▶ **SELECTED EXTRACT**:
____________

UNITED STATES

SECURITIES AND EXCHANGE COMMISSION

WASHINGTON, D.C. 20549

 

 

FORM 8-K

 

 

CURRENT REPORT

Pursuant to Section 13 or 15(d)

of the Securities Exchange Act of 1934

Date of Report (Date of Earliest Event Reported): March 3, 2014

 

 

Commercial Vehicle Group, Inc.

(Exact name of registrant as specified in its charter)

 

 

 

Delaware   001-34365   41-1990662

(State or other jurisdiction

of incorporation)

 

(Commission

File Number)

 

(I.R.S. Employer

Identification No.)

 

7800 Walton Parkway, New Albany, Ohio   43054
(Address of principal executive offices)   (Zip Code)

Registrant’s telephone number, including area code: 614-289-5360

Not Applicable

Former name or former address, if changed since last report

 

 

Check the appropriate box below if the Form 8-K filing is intended to simultaneously satisfy the filing obligation of the registrant under any of the following provisions:

 

¨ Written communications pursuant to Rule 425 under the Securities Act (17 CFR 230.425)

 

¨ Soliciting material pursuant to Rule 14a-12 under the Exchange Act (17 CFR 240.14a-12)

 

¨ Pre-commencement communications pursuant to Rule 14d-2(b) under the Exchange Act (17 CFR 240.14d-2(b))

 

¨ Pre-commencement communications pursuant to Rule 13e-4(c) under the Exchange Act (17 CFR 240.13e-4(c))

 

 

 


Item 5.02. Departure of Directors or Certain Officers; Election of Directors; Appointment of Certain Officers; Compensatory Arrangements of Certain Officers.

On March 3, 2014, the Compensation Committee of the Board of Directors of Commercial Vehicle Group, Inc. (the “Company”) approved the Commercial Vehicle Group, Inc. 2014 Bonus Plan (the “2014 Bonus Plan”). Each executive officer is eligible to participate in the 2014 Bonus Plan. The 2014 Bonus Plan is based solely on Company-wide performance goals based on a “Company Factor.”

____________

▶ **LISTING**:

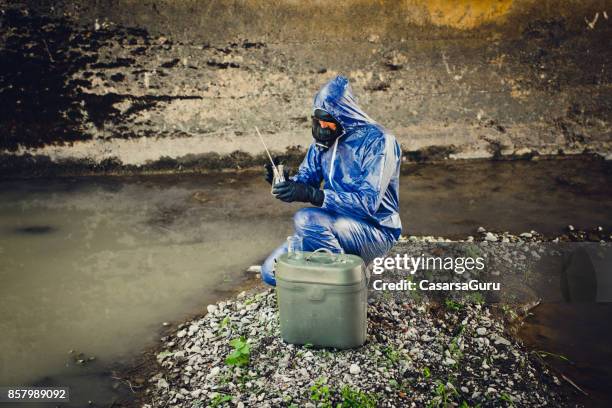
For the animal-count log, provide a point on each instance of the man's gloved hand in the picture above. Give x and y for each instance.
(269, 170)
(290, 191)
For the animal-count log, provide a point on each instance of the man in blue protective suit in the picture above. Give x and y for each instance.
(356, 211)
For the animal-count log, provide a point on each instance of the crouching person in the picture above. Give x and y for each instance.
(356, 211)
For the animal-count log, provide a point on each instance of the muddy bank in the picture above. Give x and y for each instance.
(94, 87)
(420, 351)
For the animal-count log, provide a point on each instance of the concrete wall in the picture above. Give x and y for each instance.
(126, 85)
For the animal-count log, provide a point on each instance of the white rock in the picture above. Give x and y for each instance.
(490, 237)
(449, 361)
(162, 383)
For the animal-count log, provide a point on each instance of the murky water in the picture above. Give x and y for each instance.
(96, 265)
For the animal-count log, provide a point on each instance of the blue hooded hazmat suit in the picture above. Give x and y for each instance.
(361, 181)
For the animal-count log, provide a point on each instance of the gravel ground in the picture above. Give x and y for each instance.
(418, 353)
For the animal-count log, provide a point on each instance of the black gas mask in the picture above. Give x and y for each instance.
(325, 129)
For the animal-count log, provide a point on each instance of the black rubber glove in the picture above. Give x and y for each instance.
(290, 191)
(269, 170)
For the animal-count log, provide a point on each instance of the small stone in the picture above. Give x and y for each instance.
(214, 372)
(449, 361)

____________

▶ **TASK LIST**:
- a) In the current report, what does checking one of the listed boxes indicate about the filing?
- b) Set down word for word the part of the current report that opens with the words containing "Pursuant to Section 13" and closes with "in its charter)".

▶ **WRITTEN ANSWERS**:
- a) A checked box indicates that the Form 8-K filing is meant to satisfy, at the same time, the registrant's filing obligation under the provision next to that box. The provisions listed are Rule 425 under the Securities Act, Rule 14a-12 under the Exchange Act, Rule 14d-2(b) under the Exchange Act, and Rule 13e-4(c) under the Exchange Act.

- b)
Pursuant to Section 13 or 15(d)

of the Securities Exchange Act of 1934

Date of Report (Date of Earliest Event Reported): March 3, 2014

 

 

Commercial Vehicle Group, Inc.

(Exact name of registrant as specified in its charter)